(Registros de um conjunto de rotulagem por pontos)
┏━━

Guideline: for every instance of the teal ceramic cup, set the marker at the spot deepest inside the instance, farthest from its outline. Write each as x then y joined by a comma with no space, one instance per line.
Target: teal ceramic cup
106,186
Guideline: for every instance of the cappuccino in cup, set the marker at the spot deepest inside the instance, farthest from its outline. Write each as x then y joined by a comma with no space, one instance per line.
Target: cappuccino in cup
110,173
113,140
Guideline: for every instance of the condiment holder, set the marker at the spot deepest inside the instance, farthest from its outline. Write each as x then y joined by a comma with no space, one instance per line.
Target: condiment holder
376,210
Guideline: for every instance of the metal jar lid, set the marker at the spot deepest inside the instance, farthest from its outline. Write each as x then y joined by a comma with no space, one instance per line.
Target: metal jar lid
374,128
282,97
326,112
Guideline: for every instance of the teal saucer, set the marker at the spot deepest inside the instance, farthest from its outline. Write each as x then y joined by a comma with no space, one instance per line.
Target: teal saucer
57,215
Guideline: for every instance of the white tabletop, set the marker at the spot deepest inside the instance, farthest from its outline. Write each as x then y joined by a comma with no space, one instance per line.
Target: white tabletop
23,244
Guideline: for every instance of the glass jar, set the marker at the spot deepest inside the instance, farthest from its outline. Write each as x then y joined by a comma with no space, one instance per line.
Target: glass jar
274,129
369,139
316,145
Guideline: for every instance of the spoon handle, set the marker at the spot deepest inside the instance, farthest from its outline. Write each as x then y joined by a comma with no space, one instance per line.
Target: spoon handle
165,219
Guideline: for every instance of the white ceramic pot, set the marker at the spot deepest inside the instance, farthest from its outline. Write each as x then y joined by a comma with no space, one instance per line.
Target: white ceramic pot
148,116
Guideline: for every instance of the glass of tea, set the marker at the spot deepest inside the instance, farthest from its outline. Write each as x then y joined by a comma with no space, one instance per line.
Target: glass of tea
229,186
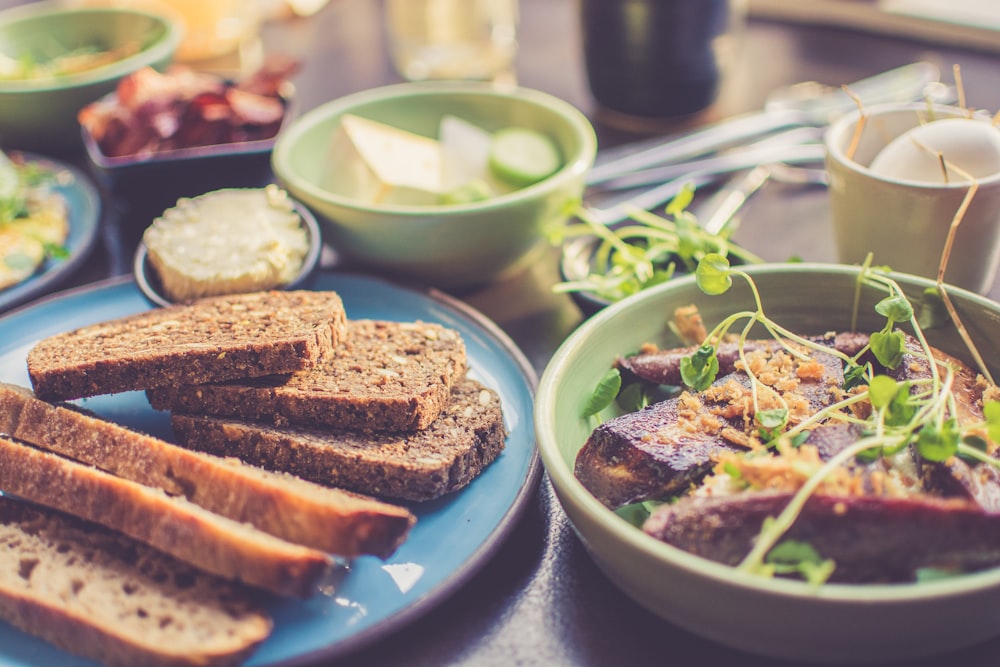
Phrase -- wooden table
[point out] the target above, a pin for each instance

┗━━

Tarefa a realizar
Converta todos os itens acima em uma tabela Markdown com as colunas "Nº" e "Linha", dando a cada linha não vazia o seu número e omitindo as linhas em branco. Deixe as imagens de fora da resposta.

Resposta completa
| Nº | Linha |
|---|---|
| 1 | Guideline: for every instance of the teal ceramic cup, set the marker at the spot deepest inside the instance, farthest from its outline. Write each as x then y joined by a comma with no space, one instance per line. |
| 2 | Target: teal ceramic cup |
| 3 | 106,186 |
| 4 | Guideline: for every instance of the cappuccino in cup, set the marker at the spot deepest inside the instance, farthest from its outline. Write each as x then y joined by a comma with no space, one instance per line. |
| 5 | Target: cappuccino in cup |
| 6 | 110,173 |
| 7 | 113,140 |
| 8 | Guideline: for every instance of the condiment holder, set the marker at the spot deepest inside the instance, farthest from its outline. Write each as x then y joined by a comma with no space, one instance per line. |
| 9 | Target: condiment holder |
| 10 | 376,210 |
| 11 | Guideline: for every instance of the metal jar lid, set the marker at the spot deepest inside the instance, farthest from its outline. Write each as x then y joined by a comma with no space, one instance per line. |
| 12 | Target: metal jar lid |
| 13 | 374,128 |
| 14 | 282,97 |
| 15 | 326,112 |
| 16 | Guideline: for every instance of the teal saucer, set the marker at the spot deepest inside the instance, farthest from its outline. Write each as x then y joined by a comma with no space, one instance per line. |
| 17 | Target: teal saucer |
| 18 | 57,215 |
| 19 | Guideline: for every instance of the white tabletop, set the marker at the spot deepest inside the instance, farthest from its outline. Write each as x then y joined by a comma with no space, one instance per line. |
| 20 | Target: white tabletop |
| 21 | 23,244 |
| 22 | Guideline: for every instance of the glass jar, set the marker at the spot deepest inside the instance, farthest from its outline. Write each as x then y joined by a comma with no space, one instance per line. |
| 23 | Target: glass jar |
| 24 | 274,129 |
| 25 | 369,139 |
| 26 | 316,145 |
| 27 | Guideline: for every instance of the spoon handle, set the marker at the spot deepest inside the instance, farthest from its outline. Write each as x then y joined by a comma with no space, one instance per line. |
| 28 | Target: spoon handle |
| 29 | 165,219 |
| 30 | Guideline: for every instance of the white ceramic pot, set the marker at the spot deepest inside the instance, farthest from its outline. Write each as x then y joined by a comma with no space, one instance per line. |
| 31 | Target: white ceramic pot |
| 32 | 148,116 |
| 33 | Guideline: for every instance of the glass of tea, set the marker at the spot deepest inside the instance, farthest from its outline. Write each as x then y joined by a comma with no space, one instance per line. |
| 34 | Target: glass of tea |
| 35 | 229,186 |
| 36 | Phrase -- wooden table |
| 37 | [point out] the target above, a pin for each instance |